Alternative modes to delivery

Case Studies

Definition

Case studies are written summaries or syntheses of real-life cases that require students to tease out the key issues involved and to identify appropriate strategies for the resolution of the 'case'. Whereas a simulation or role play may require students to 'enact' or simulate the workings out of a particular problem, a case study only requires thinking through the issues. Case studies are most often used in law, social work, psychology, management, medicine and education.

The case study is in a sense a kind of simulation of a real-life situation in which the experience is secondhand and probably condensed. The important merit of the case study is that it allows a problem to be studied in a complex form, including elements of real-life events which it might be impossible to reproduce in the classroom. Typically the students are provided with case notes in advance and are expected to prepare their own solution to the problem or problems presented. Case studies open up opportunities for role play where it becomes necessary to shed light on particular encounters rather than general issues. In some ways, case studies have the edge on simulations in that students are not tempted to trivialize; there is, however, little of the sense of risk-free competition and personal involvement which appears to be an inherent part of games and simulations.

■ ■ ■ ■

» **Using the information**:
1. According to the case studies text, why might case studies have the edge on simulations? Answer in one to three sentences.
2. In which fields does the case studies text say case studies are most often used? List all of them.
3. Reproduce the case studies text starting with "Alternative modes to" and going on through "medicine and education.".

■ ■ ■ ■

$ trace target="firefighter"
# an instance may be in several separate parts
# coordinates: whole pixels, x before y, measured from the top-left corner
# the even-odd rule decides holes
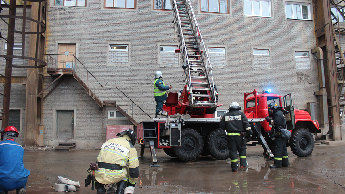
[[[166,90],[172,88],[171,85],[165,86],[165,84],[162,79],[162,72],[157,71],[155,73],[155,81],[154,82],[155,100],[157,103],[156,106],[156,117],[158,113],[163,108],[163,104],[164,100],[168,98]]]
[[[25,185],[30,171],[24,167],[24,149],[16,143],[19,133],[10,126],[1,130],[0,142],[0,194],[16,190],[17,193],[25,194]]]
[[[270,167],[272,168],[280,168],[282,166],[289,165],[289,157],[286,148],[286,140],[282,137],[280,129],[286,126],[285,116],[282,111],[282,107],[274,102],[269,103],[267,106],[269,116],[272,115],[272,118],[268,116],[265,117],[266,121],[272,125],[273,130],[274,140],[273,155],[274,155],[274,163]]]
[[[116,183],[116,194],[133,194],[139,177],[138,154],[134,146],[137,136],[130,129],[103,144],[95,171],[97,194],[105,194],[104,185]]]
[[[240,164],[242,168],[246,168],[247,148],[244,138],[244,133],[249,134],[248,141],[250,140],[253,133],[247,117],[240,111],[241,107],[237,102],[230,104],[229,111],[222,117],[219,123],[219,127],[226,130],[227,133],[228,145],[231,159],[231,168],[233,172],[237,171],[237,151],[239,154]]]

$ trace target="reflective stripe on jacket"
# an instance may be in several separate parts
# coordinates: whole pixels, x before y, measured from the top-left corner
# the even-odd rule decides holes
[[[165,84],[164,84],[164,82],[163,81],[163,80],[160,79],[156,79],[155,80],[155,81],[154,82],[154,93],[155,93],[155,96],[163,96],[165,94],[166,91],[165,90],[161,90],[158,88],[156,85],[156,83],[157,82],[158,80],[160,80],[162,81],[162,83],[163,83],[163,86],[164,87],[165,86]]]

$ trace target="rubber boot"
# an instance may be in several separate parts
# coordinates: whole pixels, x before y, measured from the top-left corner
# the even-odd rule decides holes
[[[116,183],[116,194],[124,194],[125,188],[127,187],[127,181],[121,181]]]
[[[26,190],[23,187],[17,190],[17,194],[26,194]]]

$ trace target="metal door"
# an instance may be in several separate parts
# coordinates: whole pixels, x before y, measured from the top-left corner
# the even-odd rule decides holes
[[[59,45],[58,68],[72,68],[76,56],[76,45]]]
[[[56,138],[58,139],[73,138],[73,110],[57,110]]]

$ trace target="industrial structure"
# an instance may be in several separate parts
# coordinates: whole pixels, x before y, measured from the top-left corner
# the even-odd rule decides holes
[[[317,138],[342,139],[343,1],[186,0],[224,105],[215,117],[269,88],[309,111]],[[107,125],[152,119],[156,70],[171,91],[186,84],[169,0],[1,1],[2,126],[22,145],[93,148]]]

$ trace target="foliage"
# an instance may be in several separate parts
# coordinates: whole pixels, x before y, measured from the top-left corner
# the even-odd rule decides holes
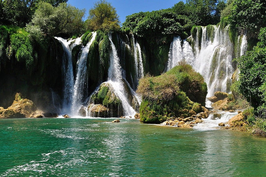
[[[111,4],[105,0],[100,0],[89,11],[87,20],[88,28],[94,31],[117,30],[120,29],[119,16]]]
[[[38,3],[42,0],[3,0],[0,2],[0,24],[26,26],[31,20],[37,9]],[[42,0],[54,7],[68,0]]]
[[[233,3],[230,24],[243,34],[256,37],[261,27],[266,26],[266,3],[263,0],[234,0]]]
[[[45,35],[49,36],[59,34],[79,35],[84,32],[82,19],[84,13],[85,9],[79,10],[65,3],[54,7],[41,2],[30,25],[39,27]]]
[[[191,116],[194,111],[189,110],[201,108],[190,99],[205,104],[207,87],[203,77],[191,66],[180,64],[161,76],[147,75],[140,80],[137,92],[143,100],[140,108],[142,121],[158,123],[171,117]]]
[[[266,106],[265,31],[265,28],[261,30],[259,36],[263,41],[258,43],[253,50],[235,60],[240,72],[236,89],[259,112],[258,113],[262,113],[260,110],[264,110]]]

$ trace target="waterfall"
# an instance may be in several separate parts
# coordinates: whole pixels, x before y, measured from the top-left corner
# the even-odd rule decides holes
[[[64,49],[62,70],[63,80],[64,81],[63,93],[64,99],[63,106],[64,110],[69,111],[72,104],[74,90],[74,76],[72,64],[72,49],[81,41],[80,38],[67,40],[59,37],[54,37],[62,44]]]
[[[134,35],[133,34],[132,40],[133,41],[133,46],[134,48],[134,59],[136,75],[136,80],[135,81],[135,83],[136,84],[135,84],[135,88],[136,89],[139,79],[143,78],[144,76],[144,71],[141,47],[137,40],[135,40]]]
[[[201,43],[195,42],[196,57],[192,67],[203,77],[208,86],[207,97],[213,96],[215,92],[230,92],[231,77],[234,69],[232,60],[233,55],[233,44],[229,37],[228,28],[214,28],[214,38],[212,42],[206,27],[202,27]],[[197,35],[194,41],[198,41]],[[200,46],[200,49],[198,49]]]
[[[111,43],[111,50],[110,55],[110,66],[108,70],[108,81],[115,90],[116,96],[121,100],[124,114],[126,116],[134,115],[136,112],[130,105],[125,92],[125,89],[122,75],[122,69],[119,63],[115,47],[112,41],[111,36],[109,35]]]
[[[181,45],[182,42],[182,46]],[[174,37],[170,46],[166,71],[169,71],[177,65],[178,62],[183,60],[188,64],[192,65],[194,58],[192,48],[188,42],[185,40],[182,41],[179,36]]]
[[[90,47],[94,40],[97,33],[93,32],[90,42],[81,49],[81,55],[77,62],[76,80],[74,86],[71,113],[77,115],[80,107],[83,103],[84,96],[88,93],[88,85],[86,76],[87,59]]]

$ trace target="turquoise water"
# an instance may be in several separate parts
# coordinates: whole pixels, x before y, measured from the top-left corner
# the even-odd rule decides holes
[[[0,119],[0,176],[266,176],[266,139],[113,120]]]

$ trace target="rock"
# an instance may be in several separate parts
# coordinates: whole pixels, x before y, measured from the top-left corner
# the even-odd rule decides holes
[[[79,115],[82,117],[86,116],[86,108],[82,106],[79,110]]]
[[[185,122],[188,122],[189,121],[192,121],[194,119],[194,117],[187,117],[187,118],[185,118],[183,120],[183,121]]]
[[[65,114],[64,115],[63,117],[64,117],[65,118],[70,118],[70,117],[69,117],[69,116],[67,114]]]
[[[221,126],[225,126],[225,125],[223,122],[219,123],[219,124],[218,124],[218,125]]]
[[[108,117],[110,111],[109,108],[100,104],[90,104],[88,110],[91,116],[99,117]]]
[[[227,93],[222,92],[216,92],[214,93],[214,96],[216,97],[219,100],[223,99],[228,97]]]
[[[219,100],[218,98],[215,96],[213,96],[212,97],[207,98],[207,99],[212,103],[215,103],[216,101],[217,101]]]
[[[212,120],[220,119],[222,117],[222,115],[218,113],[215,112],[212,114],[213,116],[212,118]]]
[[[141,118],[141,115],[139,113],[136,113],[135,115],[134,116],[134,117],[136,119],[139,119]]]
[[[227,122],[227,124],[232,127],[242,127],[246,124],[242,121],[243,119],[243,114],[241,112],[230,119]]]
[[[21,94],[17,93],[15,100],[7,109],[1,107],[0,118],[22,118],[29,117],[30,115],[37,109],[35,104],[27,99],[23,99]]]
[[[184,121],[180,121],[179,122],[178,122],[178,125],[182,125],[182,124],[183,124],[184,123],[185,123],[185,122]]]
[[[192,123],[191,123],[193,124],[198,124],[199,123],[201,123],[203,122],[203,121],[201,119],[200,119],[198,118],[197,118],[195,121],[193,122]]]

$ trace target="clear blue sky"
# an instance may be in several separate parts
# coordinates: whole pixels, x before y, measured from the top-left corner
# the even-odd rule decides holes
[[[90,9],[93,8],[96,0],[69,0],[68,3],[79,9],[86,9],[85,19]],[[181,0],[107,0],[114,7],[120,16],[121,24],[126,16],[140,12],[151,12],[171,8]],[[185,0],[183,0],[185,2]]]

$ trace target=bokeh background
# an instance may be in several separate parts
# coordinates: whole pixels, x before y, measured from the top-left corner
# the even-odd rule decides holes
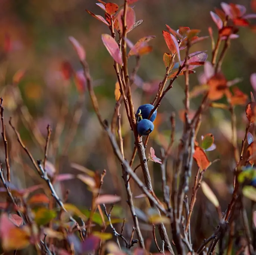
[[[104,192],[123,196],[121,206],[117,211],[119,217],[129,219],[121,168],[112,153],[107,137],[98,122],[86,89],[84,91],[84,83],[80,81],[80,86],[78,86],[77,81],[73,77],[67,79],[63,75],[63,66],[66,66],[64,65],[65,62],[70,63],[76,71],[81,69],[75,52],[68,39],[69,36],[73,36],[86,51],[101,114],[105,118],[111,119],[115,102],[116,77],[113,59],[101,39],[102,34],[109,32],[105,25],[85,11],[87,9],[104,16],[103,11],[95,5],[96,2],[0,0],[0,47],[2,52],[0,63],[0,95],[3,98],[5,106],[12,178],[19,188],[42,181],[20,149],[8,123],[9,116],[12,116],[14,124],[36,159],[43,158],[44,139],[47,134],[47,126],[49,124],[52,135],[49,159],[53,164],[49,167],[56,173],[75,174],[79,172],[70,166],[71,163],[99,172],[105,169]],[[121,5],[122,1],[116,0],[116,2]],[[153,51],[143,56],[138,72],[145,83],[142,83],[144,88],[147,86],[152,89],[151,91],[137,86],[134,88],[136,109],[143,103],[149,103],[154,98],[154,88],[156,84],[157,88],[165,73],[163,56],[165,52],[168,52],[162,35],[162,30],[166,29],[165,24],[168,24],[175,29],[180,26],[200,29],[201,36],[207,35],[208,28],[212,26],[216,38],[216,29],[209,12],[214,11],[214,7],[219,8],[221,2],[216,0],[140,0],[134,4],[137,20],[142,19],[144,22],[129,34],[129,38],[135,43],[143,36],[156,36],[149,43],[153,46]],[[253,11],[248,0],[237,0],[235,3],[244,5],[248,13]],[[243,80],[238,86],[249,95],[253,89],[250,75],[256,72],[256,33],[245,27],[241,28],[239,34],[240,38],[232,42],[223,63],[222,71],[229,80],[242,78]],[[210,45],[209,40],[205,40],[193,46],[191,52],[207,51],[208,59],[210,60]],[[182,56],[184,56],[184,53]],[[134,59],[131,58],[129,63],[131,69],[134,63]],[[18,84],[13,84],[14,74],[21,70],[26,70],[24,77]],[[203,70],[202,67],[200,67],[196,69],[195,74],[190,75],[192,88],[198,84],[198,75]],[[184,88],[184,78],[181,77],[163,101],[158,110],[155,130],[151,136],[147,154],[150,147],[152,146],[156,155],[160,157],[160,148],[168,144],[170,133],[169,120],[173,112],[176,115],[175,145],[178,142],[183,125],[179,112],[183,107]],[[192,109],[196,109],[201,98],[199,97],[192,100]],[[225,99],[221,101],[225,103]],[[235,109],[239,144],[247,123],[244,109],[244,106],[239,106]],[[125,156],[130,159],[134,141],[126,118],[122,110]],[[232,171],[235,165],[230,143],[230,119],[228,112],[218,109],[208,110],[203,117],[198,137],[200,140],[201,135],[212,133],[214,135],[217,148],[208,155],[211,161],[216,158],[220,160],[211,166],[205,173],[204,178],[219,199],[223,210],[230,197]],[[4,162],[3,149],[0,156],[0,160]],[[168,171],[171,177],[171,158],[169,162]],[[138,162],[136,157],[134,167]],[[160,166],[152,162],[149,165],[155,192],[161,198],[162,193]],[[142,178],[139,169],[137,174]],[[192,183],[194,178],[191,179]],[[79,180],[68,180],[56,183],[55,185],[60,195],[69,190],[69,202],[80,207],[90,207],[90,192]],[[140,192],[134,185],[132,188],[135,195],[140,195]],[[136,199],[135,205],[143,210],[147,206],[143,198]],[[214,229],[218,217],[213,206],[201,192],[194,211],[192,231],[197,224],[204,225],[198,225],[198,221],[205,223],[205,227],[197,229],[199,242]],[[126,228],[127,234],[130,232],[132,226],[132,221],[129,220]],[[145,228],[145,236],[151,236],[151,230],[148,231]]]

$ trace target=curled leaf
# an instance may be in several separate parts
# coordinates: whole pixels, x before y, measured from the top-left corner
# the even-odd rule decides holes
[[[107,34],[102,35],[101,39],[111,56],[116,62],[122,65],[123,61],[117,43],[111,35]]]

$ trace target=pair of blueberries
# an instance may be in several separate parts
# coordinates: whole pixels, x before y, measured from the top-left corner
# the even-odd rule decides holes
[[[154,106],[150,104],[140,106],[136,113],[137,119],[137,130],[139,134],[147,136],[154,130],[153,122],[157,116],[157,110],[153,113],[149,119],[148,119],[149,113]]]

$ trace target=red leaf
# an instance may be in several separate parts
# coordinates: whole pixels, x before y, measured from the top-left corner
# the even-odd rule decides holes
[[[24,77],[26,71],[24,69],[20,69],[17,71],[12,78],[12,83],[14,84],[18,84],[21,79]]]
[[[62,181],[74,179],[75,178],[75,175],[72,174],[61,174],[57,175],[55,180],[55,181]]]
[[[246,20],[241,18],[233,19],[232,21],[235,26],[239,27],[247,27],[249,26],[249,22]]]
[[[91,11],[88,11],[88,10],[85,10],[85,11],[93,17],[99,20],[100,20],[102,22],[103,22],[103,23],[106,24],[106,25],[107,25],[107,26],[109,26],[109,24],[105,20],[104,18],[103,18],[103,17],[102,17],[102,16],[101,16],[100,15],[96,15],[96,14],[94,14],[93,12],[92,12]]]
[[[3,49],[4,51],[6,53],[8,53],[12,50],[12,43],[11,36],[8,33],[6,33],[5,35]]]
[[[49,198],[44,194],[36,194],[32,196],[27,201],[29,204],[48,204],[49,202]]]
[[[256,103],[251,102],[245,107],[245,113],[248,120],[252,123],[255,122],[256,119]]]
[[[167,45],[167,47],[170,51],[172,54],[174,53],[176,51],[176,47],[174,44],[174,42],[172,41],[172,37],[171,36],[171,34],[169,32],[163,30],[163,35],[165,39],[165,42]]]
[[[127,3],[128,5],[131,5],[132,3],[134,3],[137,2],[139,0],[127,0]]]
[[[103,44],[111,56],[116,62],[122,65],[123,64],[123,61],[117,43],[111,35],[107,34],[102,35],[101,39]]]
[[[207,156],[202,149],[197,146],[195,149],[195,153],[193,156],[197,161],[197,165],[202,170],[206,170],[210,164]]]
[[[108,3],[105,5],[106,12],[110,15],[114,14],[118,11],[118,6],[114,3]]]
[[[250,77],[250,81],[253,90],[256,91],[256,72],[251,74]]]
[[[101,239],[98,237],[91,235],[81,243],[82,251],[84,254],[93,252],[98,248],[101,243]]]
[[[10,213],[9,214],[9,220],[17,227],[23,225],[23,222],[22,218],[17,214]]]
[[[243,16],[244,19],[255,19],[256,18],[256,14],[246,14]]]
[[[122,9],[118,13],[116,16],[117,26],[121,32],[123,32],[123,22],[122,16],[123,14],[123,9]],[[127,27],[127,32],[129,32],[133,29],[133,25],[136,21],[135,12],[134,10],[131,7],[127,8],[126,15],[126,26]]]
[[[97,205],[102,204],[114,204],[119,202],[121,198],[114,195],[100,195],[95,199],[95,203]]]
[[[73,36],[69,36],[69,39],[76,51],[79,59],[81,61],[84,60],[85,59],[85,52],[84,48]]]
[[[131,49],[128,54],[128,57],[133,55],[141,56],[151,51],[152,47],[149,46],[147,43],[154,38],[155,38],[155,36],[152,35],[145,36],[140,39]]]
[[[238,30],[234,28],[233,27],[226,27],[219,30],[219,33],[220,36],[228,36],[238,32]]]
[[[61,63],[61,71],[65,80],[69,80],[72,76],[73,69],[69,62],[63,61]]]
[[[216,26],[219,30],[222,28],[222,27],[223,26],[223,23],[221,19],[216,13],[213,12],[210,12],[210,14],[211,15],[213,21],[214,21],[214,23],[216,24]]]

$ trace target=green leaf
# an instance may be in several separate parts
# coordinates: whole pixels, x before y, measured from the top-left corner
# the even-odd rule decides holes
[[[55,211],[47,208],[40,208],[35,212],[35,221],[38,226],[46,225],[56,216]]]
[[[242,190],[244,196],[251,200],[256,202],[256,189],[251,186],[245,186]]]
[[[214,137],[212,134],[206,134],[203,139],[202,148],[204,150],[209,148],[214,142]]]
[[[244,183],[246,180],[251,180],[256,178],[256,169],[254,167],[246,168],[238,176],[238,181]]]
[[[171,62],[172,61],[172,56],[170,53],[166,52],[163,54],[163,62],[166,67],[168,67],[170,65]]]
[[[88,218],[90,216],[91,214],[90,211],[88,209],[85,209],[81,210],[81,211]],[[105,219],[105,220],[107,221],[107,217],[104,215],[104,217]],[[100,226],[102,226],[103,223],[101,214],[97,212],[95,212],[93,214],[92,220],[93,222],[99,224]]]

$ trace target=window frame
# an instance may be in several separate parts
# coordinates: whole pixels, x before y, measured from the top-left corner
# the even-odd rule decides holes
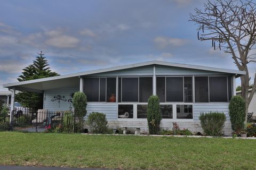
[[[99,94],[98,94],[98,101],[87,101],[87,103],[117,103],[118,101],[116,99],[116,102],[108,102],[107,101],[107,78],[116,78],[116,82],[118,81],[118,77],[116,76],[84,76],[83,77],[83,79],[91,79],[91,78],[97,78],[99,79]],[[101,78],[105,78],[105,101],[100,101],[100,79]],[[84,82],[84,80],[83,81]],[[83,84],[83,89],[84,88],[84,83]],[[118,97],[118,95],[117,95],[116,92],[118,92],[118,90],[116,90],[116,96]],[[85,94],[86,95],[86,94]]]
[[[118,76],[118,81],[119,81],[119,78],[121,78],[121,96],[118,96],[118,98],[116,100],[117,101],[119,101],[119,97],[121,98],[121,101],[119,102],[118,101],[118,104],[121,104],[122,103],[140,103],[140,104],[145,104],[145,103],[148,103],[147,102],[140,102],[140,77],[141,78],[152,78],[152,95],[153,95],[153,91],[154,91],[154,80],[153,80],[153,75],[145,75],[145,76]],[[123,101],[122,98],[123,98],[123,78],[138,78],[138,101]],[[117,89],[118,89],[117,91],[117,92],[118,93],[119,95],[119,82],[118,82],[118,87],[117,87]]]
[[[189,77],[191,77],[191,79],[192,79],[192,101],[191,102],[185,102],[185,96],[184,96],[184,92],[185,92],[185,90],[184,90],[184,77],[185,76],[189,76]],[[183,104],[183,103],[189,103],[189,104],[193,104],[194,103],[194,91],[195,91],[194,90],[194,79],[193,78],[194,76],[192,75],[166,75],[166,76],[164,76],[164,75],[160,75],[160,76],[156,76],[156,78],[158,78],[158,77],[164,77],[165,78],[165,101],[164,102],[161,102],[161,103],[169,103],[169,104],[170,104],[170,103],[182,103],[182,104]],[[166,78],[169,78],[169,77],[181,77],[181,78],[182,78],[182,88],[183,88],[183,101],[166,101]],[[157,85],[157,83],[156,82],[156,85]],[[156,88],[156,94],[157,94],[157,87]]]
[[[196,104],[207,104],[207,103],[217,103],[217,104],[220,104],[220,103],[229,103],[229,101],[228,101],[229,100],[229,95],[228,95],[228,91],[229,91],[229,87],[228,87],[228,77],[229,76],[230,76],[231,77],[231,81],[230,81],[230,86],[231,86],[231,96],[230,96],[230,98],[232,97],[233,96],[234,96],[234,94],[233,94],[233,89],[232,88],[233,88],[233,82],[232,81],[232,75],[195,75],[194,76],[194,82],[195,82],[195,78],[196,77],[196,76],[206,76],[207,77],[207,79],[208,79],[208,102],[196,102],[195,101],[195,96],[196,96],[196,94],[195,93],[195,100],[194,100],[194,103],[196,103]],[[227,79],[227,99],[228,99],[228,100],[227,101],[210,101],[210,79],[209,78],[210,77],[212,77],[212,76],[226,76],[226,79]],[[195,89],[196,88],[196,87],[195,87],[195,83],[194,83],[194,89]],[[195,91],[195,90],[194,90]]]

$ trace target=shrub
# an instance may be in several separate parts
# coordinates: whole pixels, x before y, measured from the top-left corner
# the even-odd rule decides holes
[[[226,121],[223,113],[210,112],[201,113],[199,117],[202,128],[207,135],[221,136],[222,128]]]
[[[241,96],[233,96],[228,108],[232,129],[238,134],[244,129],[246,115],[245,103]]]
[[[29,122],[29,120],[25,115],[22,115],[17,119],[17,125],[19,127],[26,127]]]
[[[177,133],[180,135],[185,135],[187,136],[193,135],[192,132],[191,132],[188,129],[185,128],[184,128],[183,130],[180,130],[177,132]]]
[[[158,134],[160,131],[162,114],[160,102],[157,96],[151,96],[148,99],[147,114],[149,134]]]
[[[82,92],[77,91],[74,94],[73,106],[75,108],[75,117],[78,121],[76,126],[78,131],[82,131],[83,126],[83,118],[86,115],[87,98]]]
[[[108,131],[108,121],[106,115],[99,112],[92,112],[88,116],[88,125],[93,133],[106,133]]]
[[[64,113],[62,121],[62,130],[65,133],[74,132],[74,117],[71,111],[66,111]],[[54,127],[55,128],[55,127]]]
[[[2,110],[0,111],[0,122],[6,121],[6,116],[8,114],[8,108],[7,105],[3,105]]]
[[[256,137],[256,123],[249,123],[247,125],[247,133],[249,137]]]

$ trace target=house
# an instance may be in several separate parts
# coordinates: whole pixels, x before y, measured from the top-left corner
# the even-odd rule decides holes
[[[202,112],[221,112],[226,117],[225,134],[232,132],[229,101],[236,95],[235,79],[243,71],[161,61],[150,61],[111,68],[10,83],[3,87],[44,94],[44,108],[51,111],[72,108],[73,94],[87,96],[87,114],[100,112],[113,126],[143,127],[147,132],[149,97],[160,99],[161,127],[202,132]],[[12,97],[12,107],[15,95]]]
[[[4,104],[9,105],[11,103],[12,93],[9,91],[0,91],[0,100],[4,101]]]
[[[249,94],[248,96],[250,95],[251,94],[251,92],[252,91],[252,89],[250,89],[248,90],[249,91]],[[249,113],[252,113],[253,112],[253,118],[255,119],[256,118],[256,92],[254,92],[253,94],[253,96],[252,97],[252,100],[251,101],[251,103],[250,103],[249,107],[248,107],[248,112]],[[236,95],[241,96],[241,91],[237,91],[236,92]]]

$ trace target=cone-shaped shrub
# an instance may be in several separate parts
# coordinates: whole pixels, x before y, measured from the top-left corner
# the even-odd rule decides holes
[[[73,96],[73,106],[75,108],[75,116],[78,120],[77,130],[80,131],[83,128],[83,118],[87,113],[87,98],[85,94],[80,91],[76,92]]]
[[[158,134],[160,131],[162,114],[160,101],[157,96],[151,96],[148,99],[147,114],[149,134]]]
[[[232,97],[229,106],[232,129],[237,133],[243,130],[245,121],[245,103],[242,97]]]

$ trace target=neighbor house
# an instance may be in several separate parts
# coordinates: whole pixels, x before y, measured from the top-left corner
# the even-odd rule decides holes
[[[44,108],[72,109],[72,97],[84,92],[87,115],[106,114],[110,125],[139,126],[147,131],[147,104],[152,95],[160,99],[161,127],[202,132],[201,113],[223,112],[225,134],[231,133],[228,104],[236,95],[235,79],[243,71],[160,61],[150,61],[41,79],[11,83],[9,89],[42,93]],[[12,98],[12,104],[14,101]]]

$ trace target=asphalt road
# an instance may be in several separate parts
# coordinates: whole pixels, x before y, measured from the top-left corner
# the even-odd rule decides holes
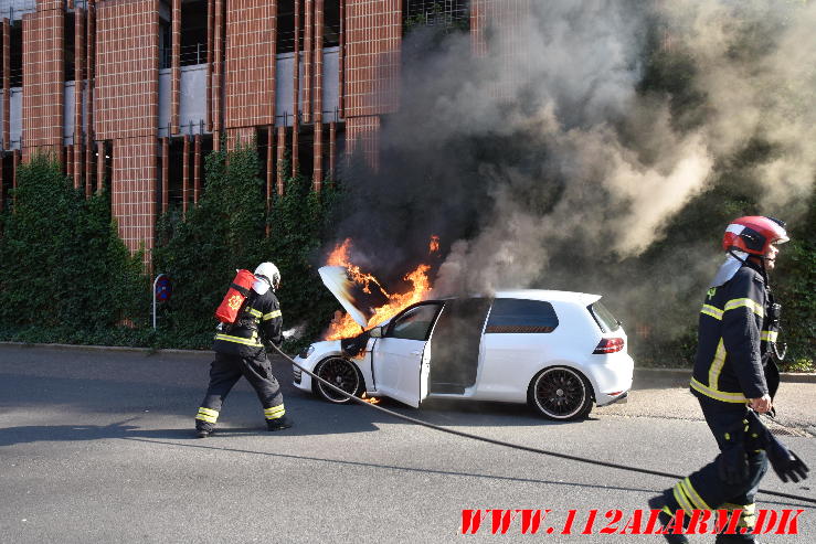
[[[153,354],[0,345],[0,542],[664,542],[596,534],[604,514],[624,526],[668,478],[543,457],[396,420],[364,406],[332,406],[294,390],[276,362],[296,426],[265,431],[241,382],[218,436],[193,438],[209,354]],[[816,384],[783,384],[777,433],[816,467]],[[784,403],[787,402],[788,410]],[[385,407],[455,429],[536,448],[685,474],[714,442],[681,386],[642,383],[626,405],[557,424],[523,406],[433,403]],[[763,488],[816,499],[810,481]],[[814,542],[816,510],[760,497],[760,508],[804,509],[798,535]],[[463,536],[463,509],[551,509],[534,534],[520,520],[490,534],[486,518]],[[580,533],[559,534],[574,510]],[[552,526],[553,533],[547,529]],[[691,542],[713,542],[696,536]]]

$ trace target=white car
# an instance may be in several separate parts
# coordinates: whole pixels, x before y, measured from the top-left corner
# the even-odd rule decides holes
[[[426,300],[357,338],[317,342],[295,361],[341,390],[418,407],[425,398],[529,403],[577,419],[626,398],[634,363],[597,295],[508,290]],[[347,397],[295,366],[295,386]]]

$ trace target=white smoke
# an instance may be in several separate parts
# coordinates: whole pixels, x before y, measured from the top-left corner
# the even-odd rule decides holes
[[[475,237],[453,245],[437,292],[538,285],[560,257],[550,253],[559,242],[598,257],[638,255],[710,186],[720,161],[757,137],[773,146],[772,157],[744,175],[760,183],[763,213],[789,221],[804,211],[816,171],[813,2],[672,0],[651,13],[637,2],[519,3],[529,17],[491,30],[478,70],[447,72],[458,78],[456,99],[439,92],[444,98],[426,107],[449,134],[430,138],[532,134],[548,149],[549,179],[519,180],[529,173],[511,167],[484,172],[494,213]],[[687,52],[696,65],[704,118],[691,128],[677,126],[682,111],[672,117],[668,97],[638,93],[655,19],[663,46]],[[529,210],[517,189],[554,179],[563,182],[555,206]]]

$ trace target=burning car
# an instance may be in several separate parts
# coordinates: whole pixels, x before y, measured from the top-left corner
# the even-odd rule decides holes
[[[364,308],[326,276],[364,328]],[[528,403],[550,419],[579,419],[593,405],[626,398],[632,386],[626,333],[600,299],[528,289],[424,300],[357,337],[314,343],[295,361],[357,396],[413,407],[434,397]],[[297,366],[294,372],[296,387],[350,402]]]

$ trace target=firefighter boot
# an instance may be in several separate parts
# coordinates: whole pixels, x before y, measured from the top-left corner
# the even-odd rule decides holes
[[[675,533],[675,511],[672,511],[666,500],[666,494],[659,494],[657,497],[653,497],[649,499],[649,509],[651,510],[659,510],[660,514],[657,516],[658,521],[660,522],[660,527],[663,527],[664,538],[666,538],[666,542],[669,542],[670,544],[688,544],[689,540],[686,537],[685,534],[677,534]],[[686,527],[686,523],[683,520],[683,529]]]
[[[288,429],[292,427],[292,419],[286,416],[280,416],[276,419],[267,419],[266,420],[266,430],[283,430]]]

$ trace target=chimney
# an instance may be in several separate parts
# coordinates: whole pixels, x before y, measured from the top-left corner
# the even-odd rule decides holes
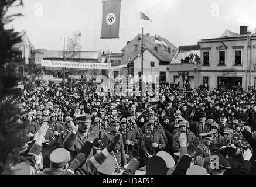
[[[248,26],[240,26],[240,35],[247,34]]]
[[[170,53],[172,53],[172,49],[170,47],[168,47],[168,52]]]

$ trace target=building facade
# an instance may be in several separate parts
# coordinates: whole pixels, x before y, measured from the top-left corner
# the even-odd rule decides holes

■ ■ ■ ■

» **Answers to this exercise**:
1. Case studies can have the edge on simulations because students are not tempted to trivialize.

2.
- law
- social work
- psychology
- management
- medicine
- education

3.
Alternative modes to delivery

Case Studies

Definition

Case studies are written summaries or syntheses of real-life cases that require students to tease out the key issues involved and to identify appropriate strategies for the resolution of the 'case'. Whereas a simulation or role play may require students to 'enact' or simulate the workings out of a particular problem, a case study only requires thinking through the issues. Case studies are most often used in law, social work, psychology, management, medicine and education.